__WORK TO COMPLETE__. Pick out each line in the rows below that contains the word "overturned", and copy those lines.

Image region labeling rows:
+ + +

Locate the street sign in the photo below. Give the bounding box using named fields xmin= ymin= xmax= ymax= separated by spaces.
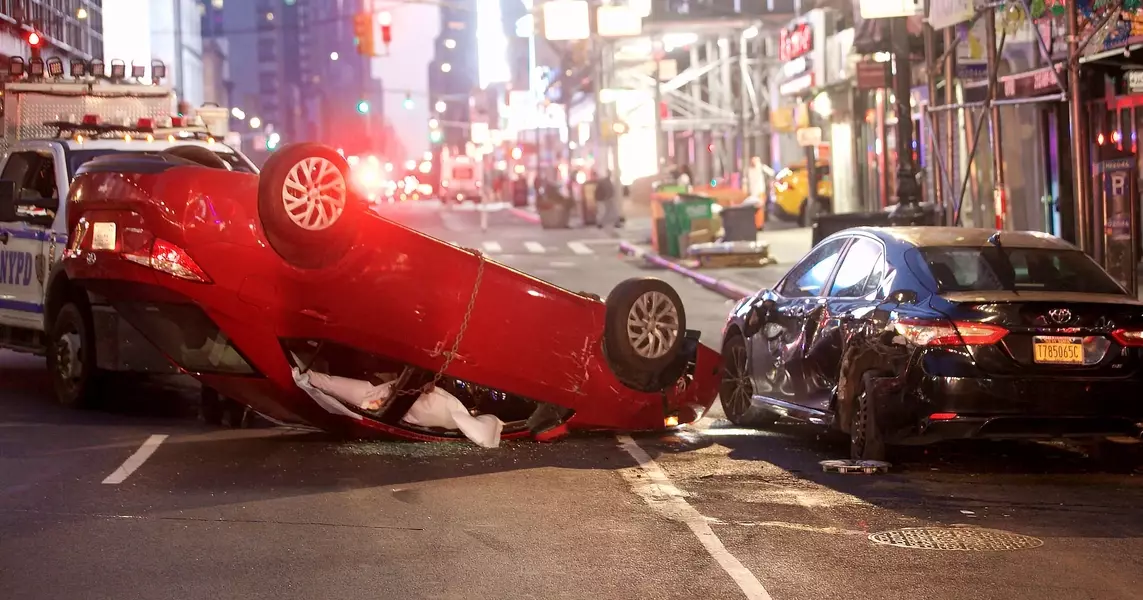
xmin=794 ymin=127 xmax=822 ymax=147
xmin=858 ymin=0 xmax=918 ymax=18
xmin=928 ymin=0 xmax=976 ymax=30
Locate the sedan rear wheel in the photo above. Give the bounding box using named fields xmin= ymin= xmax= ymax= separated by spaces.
xmin=849 ymin=373 xmax=886 ymax=461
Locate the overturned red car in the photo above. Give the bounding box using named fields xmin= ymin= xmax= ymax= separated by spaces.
xmin=47 ymin=144 xmax=721 ymax=440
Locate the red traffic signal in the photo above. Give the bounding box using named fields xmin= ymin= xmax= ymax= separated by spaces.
xmin=377 ymin=13 xmax=393 ymax=46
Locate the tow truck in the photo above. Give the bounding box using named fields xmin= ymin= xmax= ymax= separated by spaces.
xmin=0 ymin=58 xmax=258 ymax=421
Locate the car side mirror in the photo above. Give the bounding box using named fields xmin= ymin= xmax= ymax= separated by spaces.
xmin=886 ymin=289 xmax=917 ymax=304
xmin=0 ymin=179 xmax=16 ymax=223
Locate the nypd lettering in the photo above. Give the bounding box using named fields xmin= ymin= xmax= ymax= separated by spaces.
xmin=0 ymin=250 xmax=35 ymax=286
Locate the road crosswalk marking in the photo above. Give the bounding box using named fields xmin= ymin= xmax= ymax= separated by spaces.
xmin=568 ymin=241 xmax=594 ymax=254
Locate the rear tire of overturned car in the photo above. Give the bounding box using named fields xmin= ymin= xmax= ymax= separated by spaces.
xmin=258 ymin=143 xmax=361 ymax=269
xmin=604 ymin=278 xmax=687 ymax=392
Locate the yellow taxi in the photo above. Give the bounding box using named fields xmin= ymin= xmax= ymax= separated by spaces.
xmin=770 ymin=161 xmax=833 ymax=226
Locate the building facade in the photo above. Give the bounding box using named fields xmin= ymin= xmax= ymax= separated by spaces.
xmin=429 ymin=0 xmax=480 ymax=153
xmin=0 ymin=0 xmax=103 ymax=59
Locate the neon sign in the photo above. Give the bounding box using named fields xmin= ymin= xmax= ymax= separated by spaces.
xmin=778 ymin=23 xmax=814 ymax=61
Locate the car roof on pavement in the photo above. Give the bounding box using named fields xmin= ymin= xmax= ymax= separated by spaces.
xmin=846 ymin=226 xmax=1076 ymax=250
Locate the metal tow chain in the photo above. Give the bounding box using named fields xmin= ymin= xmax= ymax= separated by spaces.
xmin=390 ymin=248 xmax=486 ymax=399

+ + +

__FINISHED ANSWER__.
Locate the overturned red car in the photo above. Give the bounding box using named fields xmin= ymin= xmax= ymax= separated by spaces.
Locate the rear tire of overturned car in the photo above. Give the bounding box using named fields xmin= ymin= xmax= ymax= separated by spaces.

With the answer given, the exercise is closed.